▶ EXERCISE TASKS:
- A) Summarize the Martín Machón article in two sentences.
- B) Write the next part of the Martín Machón article, picking up after its final sentence.

▶ PASSAGE:
-------

Martín Machón

Personal information
- Full name: Martín Alejandro Machón Guerra
- Date of birth: 4 February 1973 (age 53)
- Place of birth: Santa Catarina Pinula, Guatemala
- Height: 5 ft 8 in (1.73 m)
- Position: Midfielder

Senior career*
- Years: Team / Apps / (Gls)
- 1990–1992: Galcasa FC
- 1992–1994: Aurora F.C.
- 1993: CD Badajoz
- 1994–1997: Comunicaciones
- 1997–1998: Los Angeles Galaxy / 61 / (10)
- 1999: Santos Laguna / 35 / (2)
- 2000: Miami Fusion / 24 / (2)
- 2002: Atlas / 30 / (3)
- 2002–2006: Comunicaciones / 36 / (6)

International career^{‡}
- 1992–2006: Guatemala / 60 / (5)

= Martín Machón =

Guatemalan footballer

Martín Alejandro Machón Guerra (born 4 February 1973) is a Guatemalan former professional footballer.

He played mostly in the midfield for local club Comunicaciones and Major League Soccer clubs Los Angeles Galaxy and Miami Fusion, and also became a member of the Guatemala national team, which he represented during three World Cup qualification processes.

==Club career==
Born in Santa Catarina Pinula, Machón was scouted by top-level club Galcasa FC, now defunct, and debuted in the Liga Mayor with them in the 1990–91 season, scoring twice in his first match against Xelajú MC. He then joined Aurora F.C., and while at that team, he was first called up to the national team.

-------

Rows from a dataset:
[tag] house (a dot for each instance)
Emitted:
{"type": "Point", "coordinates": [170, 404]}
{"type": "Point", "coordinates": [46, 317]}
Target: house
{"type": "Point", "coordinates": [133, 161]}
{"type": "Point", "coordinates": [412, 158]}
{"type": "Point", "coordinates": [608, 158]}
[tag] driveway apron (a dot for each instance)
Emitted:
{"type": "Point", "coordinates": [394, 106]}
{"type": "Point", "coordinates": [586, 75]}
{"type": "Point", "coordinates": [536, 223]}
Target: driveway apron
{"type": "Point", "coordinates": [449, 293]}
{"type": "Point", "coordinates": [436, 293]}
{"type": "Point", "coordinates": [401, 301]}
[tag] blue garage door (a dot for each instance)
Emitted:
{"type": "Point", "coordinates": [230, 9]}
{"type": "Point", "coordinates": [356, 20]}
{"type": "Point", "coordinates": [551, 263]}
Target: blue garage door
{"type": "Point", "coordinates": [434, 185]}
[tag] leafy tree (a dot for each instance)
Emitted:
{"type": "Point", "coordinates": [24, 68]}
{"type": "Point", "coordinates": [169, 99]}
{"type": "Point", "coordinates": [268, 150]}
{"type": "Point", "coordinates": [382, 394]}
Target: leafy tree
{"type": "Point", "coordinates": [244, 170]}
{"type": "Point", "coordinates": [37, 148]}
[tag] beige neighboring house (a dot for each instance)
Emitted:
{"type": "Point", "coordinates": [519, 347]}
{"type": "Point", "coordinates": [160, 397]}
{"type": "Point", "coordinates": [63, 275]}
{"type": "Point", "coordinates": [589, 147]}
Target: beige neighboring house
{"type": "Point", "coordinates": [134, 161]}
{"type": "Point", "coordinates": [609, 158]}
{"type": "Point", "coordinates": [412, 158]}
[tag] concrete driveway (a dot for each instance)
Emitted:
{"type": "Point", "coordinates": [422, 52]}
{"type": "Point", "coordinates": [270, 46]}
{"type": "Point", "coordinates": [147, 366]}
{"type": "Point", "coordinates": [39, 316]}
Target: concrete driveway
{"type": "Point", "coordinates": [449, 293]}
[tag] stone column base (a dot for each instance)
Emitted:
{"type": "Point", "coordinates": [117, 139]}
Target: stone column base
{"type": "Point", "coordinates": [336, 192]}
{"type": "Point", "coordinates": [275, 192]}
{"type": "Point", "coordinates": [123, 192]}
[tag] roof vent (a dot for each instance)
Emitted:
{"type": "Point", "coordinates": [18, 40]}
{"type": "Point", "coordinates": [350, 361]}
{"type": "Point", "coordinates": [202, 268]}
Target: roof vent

-------

▶ EXPECTED ANSWERS:
- A) Martín Alejandro Machón Guerra, born 4 February 1973 in Santa Catarina Pinula, Guatemala, is a Guatemalan former professional footballer who played mostly in midfield for Comunicaciones, Los Angeles Galaxy and Miami Fusion, and who represented the Guatemala national team during three World Cup qualification processes. He debuted in the Liga Mayor with Galcasa FC in the 1990–91 season, scoring twice in his first match against Xelajú MC, and he was first called up to the national team while playing for Aurora F.C.

- B)
In 1993, he had a call-up from Spanish Segunda División team CD Badajoz, where he trained for a brief period but did not go on to play-officially.

After his return from Spain, Machón spent another year at Aurora, and in 1994 he joined Comunicaciones, where he had a successful time as he helped the team win league titles in the 1994–95 and 1996–97 seasons.

===Years abroad: MLS and Mexico===
In 1997, Machón became the second Guatemalan footballer after Jorge Rodas to sign for a team of the U.S. Major League Soccer, when Los Angeles Galaxy brought him to their roster. He played the 1997 and 1998 seasons at Galaxy, and during the latter, he scored 6 goals and made 14 assists, which earned him participation at the 1998 MLS All-Star Game. He also helped the team reach the playoffs in both seasons.

Machón was loaned in December 1998 to México Primera División side Santos Laguna, where he played for one year before returning to the MLS, this time to play for Miami Fusion, where in spite of his team's struggles he had a positive 2000 season, making 16 assists in 24 matches. The following year he had his second stint with a Mexican club, joining Atlas and spending two seasons there.

===Later playing years and retirement===
After his second period playing in Mexico, Machón re-joined his former team Comunicaciones, where he remained until 2006. During the 2004–05 season and part of the 2005 Apertura tournament, he could not play due to a knee injury. He retired at the end of the 2006 Apertura season, and in February 2007 he was one of several former players to participate in a friendly match in Guatemala City to honor Diego Maradona. As of January 2008, he was a radio commentator and entrepreneur. He also has been working with the organization DGEF in Guatemala. DGEF is an organization that helps young children get physically active. What he does helps children do physical activities and complements their academic training.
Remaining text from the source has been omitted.